**PROVIDED TEXT:**
--- begin ---

Re: [PATCH 1/4] drm/sched: add optional errno to drm_sched_start()

Philipp Stanner <pstanner@xxxxxxxxxx> · Mon, 02 Sep 2024 09:01:48 +0200

On Fri, 2024-08-30 at 15:15 +0200, Christian König wrote:
> Am 28.08.24 um 11:30 schrieb Philipp Stanner:
> > On Mon, 2024-08-26 at 14:25 +0200, Christian König wrote:
> > > The current implementation of drm_sched_start uses a hardcoded
> > > -ECANCELED to dispose of a job when the parent/hw fence is NULL.
> > > This results in drm_sched_job_done being called with -ECANCELED
> > > for
> > > each job with a NULL parent in the pending list, making it
> > > difficult
> > > to distinguish between recovery methods, whether a queue reset or
> > > a
> > > full GPU reset was used.
> > > 
> > > To improve this, we first try a soft recovery for timeout jobs
> > > and
> > > use the error code -ENODATA. If soft recovery fails, we proceed
> > > with
> > > a queue reset, where the error code remains -ENODATA for the job.

--- end ---

(A data block)
--- begin ---

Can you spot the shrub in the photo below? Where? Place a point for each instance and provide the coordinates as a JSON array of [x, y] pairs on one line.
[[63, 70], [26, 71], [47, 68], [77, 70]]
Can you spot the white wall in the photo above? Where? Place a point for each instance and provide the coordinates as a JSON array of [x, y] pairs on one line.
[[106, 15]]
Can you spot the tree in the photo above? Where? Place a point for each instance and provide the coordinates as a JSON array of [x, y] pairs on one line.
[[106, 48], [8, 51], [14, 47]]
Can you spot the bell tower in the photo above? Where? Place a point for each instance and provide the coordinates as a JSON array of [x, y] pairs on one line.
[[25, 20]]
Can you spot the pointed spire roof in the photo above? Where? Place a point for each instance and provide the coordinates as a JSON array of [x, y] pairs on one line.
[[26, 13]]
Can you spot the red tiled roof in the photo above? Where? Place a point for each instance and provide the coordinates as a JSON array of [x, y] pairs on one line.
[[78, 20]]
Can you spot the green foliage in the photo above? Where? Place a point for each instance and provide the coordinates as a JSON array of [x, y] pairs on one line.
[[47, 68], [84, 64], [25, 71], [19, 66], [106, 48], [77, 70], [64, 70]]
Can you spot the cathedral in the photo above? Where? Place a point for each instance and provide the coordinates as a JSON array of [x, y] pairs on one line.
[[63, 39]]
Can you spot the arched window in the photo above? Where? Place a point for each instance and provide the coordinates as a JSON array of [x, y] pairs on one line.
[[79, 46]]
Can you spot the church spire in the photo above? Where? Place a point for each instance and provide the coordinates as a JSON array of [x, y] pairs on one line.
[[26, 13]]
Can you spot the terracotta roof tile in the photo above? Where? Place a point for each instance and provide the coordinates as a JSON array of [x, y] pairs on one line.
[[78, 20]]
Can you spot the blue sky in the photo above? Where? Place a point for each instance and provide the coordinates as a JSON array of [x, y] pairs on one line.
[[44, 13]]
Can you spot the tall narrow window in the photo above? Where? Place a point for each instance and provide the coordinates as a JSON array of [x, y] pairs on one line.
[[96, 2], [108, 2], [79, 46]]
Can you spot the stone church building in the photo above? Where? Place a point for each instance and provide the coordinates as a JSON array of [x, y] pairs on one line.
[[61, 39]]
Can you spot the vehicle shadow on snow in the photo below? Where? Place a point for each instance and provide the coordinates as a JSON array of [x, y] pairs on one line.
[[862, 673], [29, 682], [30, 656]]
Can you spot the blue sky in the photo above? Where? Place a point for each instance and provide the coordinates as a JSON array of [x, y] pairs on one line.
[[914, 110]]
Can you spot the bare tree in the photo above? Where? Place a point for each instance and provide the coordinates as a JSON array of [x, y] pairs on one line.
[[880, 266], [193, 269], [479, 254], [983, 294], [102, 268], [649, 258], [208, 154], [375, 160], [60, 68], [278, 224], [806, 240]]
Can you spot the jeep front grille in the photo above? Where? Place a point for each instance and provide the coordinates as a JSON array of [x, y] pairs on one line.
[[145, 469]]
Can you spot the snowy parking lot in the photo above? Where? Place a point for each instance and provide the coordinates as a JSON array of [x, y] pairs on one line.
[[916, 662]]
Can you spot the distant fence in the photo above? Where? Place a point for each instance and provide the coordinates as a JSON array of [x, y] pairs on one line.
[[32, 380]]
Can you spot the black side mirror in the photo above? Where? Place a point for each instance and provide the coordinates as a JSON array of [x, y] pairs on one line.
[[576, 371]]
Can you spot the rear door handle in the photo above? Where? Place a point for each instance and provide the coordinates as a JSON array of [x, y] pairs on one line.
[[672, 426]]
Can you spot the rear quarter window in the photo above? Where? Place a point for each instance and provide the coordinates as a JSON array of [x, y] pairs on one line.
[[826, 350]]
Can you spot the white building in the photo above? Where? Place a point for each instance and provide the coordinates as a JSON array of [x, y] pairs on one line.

--- end ---

**JOB A:** Copy the patch reply word for word from "On Fri, 2024-08-30" to "reset was used.".
**JOB B:** Write the next part of the patch reply, picking up after its last line.
The records have no role here.

**EXPECTED OUTPUT A:**
On Fri, 2024-08-30 at 15:15 +0200, Christian König wrote:
> Am 28.08.24 um 11:30 schrieb Philipp Stanner:
> > On Mon, 2024-08-26 at 14:25 +0200, Christian König wrote:
> > > The current implementation of drm_sched_start uses a hardcoded
> > > -ECANCELED to dispose of a job when the parent/hw fence is NULL.
> > > This results in drm_sched_job_done being called with -ECANCELED
> > > for
> > > each job with a NULL parent in the pending list, making it
> > > difficult
> > > to distinguish between recovery methods, whether a queue reset or
> > > a
> > > full GPU reset was used.

**EXPECTED OUTPUT B:**
> > > Finally, for a full GPU reset, we use error codes -ECANCELED or
> > > -ETIME. This patch adds an error code parameter to
> > > drm_sched_start,
> > > allowing us to differentiate between queue reset and GPU reset
> > > failures. This enables user mode and test applications to
> > > validate
> > > the expected correctness of the requested operation. After a
> > > successful queue reset, the only way to continue normal operation
> > > is
> > > to call drm_sched_job_done with the specific error code -ENODATA.
> > > 
> > > v1: Initial implementation by Jesse utilized
> > > amdgpu_device_lock_reset_domain
> > >      and amdgpu_device_unlock_reset_domain to allow user mode to
> > > track
> > >      the queue reset status and distinguish between queue reset
> > > and
> > >      GPU reset.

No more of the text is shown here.